EXCERPTED PASSAGE:
MongoDB Backup & Recovery Guide Part 2 — Filesystem Snapshots (LVM·EBS), PBM & Automation Pipelines
Logical backup alone struggles to meet the backup time, restore time, and consistency requirements of large MongoDB deployments. Part 2 covers LVM and EBS filesystem snapshots as block-level physical backups — with the WiredTiger consistency conditions that make them safe — and Percona Backup for MongoDB (PBM) for sharded clusters and strict PITR needs. It closes with a decision guide for choosing the right method per situation and a production automation pipeline that extends beyond scheduled execution to include restore verification and alerting.
Series outline
- Part 1 — From RTO, RPO & Oplog to mongodump/mongorestore in Practice
- Part 2 — Filesystem Snapshots (LVM·EBS), PBM & Automation Pipelines (this post)

DATASET EXCERPTS:
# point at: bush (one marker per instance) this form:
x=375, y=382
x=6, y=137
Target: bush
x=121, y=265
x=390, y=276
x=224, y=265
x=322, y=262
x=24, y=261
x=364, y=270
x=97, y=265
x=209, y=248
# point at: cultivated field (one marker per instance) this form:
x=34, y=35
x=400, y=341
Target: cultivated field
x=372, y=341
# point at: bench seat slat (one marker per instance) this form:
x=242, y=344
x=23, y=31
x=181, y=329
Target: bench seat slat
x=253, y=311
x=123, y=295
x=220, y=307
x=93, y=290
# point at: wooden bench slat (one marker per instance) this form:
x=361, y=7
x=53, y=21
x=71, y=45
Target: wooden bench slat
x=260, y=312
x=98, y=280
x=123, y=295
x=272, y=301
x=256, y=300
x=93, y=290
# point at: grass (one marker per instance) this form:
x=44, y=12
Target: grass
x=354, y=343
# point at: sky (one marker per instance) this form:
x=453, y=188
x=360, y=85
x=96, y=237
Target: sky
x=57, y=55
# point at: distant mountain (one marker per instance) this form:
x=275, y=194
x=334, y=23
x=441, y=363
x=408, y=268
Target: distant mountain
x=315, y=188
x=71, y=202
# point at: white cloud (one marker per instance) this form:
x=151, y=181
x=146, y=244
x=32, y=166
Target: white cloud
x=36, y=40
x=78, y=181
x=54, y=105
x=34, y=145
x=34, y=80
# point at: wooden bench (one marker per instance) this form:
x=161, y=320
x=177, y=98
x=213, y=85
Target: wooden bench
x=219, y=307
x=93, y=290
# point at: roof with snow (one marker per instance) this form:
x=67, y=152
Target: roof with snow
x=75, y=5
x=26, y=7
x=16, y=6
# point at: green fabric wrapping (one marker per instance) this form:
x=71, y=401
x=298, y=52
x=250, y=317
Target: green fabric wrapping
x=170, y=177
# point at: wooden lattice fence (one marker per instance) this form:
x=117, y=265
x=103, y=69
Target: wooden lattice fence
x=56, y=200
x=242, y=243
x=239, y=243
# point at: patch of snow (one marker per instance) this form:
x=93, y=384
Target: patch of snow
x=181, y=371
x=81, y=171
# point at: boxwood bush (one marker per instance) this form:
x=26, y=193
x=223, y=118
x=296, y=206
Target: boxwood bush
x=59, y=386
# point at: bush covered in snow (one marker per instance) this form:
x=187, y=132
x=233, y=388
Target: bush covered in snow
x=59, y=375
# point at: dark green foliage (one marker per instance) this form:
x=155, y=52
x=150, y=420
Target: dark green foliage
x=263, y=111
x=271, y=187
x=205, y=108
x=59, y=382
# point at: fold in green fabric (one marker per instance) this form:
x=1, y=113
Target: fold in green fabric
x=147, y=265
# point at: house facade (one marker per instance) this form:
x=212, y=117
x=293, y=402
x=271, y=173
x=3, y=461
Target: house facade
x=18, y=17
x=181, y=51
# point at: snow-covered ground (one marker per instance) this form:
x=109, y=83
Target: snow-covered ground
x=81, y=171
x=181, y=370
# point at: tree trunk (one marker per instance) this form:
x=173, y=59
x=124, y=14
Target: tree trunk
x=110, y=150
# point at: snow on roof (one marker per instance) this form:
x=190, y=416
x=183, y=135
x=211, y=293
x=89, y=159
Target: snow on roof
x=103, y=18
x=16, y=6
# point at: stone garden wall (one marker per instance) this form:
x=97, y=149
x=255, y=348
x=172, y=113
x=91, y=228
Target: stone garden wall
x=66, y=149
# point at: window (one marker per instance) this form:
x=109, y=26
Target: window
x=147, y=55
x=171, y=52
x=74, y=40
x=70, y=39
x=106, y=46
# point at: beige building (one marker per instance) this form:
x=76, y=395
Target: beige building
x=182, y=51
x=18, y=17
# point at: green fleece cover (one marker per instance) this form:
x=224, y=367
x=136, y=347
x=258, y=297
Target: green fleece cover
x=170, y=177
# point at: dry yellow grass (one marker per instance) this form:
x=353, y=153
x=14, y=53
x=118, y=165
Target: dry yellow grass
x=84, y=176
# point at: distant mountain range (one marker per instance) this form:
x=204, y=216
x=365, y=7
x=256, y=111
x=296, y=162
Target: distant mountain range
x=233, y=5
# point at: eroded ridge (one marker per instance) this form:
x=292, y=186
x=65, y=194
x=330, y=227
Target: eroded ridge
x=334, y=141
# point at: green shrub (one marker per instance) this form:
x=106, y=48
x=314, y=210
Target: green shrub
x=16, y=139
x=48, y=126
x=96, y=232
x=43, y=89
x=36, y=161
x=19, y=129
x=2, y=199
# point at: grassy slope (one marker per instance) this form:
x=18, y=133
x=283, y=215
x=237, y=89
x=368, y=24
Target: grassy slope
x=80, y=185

YOUR GOAL:
Can you reproduce the MongoDB backup guide, everything from "Series outline" down to "Pipelines (this post)", with "Deployment Pipelines" put in place of "Automation Pipelines" each time it occurs?

RESULT OF THIS TASK:
Series outline
- Part 1 — From RTO, RPO & Oplog to mongodump/mongorestore in Practice
- Part 2 — Filesystem Snapshots (LVM·EBS), PBM & Deployment Pipelines (this post)